● TASK STATEMENT
Rewrite the records below as a numbered list, leaving out any blank lines.

[Pointing entries for named objects]

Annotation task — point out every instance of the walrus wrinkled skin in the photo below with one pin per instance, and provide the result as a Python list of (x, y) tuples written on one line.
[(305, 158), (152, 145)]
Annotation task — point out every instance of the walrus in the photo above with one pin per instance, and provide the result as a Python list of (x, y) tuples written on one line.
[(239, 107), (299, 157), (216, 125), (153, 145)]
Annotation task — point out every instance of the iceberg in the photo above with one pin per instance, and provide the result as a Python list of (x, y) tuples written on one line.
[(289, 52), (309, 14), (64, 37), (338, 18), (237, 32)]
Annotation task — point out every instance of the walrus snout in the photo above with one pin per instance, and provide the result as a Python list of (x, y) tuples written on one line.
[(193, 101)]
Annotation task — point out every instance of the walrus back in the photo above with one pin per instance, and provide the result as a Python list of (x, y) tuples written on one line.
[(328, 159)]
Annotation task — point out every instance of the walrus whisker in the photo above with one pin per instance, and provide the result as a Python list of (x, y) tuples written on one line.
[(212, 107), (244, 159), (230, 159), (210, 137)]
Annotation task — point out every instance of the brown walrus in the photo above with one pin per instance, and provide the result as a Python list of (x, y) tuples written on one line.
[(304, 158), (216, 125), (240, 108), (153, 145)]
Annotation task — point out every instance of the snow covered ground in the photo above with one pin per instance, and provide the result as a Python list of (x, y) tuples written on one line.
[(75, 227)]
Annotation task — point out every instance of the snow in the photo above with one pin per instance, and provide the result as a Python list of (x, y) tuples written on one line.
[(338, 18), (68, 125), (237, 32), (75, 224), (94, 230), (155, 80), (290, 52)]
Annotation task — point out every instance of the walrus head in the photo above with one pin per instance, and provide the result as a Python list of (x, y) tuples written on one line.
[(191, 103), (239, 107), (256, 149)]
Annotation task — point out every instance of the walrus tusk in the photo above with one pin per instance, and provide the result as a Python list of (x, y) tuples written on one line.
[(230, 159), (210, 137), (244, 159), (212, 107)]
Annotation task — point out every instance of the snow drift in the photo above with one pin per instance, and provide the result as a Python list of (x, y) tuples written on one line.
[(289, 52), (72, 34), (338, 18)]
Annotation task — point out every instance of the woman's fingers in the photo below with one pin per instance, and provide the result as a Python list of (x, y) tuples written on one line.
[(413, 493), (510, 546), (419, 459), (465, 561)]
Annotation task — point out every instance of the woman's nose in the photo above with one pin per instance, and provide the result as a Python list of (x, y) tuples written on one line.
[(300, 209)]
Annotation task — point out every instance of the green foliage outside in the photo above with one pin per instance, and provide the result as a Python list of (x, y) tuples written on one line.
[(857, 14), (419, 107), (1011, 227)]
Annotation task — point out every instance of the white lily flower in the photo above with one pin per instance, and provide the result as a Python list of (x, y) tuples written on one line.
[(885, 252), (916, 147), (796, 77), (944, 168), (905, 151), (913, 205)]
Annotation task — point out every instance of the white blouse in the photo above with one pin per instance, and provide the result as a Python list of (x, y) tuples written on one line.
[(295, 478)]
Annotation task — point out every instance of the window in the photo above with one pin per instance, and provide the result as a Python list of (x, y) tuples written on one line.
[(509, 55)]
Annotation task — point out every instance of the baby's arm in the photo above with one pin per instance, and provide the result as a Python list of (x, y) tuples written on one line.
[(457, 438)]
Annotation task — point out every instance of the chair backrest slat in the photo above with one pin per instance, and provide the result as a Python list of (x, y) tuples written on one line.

● RESPONSE TO THIS TASK
1. Annotation task — point out every instance of the walrus wrinkled skin in the photo below with one pin per instance, and provide the result as a Python list of (x, y) tuples written on one line.
2. [(305, 158), (152, 145)]
3. Annotation task — point out every instance of the walrus in the photo above with one pin per instance, and provide the result as a Python list of (x, y) tuples written on one line.
4. [(239, 107), (299, 157), (216, 125), (153, 145)]
5. Annotation task — point out every instance of the iceberg in the photo above with one pin per instance, and provide the result as a Python list of (x, y) tuples written on one line.
6. [(289, 52), (309, 14), (64, 37), (338, 18), (237, 32)]
7. Annotation task — point out every instance of the walrus snout in the photo above with one pin per instance, and provide the result as a Python list of (x, y) tuples written on one line.
8. [(193, 101)]
9. Annotation task — point out every instance of the walrus back in the photo above with one pin per instance, and provide the result as a Python list of (x, y) tuples written on one line.
10. [(328, 159)]
11. Annotation task — point out every instance of the walrus whisker in the photo above with one pin per instance, and provide the result as a Python list of (x, y) tuples written on one line.
12. [(212, 107), (244, 159), (230, 159), (210, 137)]
13. Annotation task — point out every instance of the brown walrus in the photo above with one pin per instance, and provide the result as a Python list of (x, y) tuples written on one line.
14. [(304, 158), (216, 125), (240, 108), (153, 145)]
15. Annotation task — point out every instance of the snow covered ground in the photo above with one pin per instance, and provide the result as a Python list of (x, y) tuples written on one line.
16. [(75, 227)]
17. Annotation task — point out every instance of the snow in the photo above with one pin per instance, and provide the result as a Python list of (x, y) tuples written on one line.
18. [(338, 18), (68, 125), (237, 32), (75, 224), (94, 230), (155, 80), (290, 52)]
19. Annotation task — point out every instance of the walrus head in the photo above with one pin per instance, and provide the result as a Python list of (x, y) tuples written on one line.
20. [(191, 103), (239, 107), (256, 149)]
21. Annotation task — point out every instance of the walrus tusk in the photo above with one pin per instance, and provide the result as a Python list of (x, y) tuples written on one line.
22. [(230, 159), (210, 137), (244, 159), (212, 107)]
23. Annotation task — point out every instance of the snow drift in the photo above with one pin per instance, and provide the result as a Python list of (x, y) tuples written on one line.
24. [(289, 52), (72, 34), (338, 18)]
25. Annotation task — point out every instance of the woman's fingers in the photo below with one pin per instance, and provide the result as a Python list of (x, y) tuples written on one line.
26. [(413, 493), (510, 546), (419, 459), (465, 561)]
27. Annotation task — point out every instance of the woman's nose in the photo above with one pin per instance, and provide the result as a Python list of (x, y) tuples written on one line.
28. [(300, 209)]
29. Annotation task — point out every instance of the green foliage outside in the photo above with one pin per instance, and provide the result as a Python list of (x, y) tuples written on one line.
30. [(857, 14), (419, 107), (1011, 227)]
31. Annotation task — point out every instance of the white lily flower in the photo above with one pin per instance, and provide the result as a Python list of (x, y) tuples written on one line.
32. [(885, 252), (916, 147), (796, 77), (944, 168), (905, 151), (913, 205)]
33. Annotation task — point out every instance of the white blouse in the photo above with one pin per instance, and provide the result as a Python list of (x, y) tuples written on one line.
34. [(295, 478)]
35. Annotation task — point out every instance of the window in the photo above with one pin per instance, and provide the result as a Python list of (x, y) tuples written on one line.
36. [(509, 55)]
37. Annotation task — point out every instance of the baby's arm in the photo above with one pin per instance, and provide the result as a Python list of (x, y) tuples written on one line.
38. [(457, 438)]
39. Annotation task — point out every instance of the chair backrest slat in the photo above with one pin per instance, and provide the result as a Python list of (x, y) tuples written on one line.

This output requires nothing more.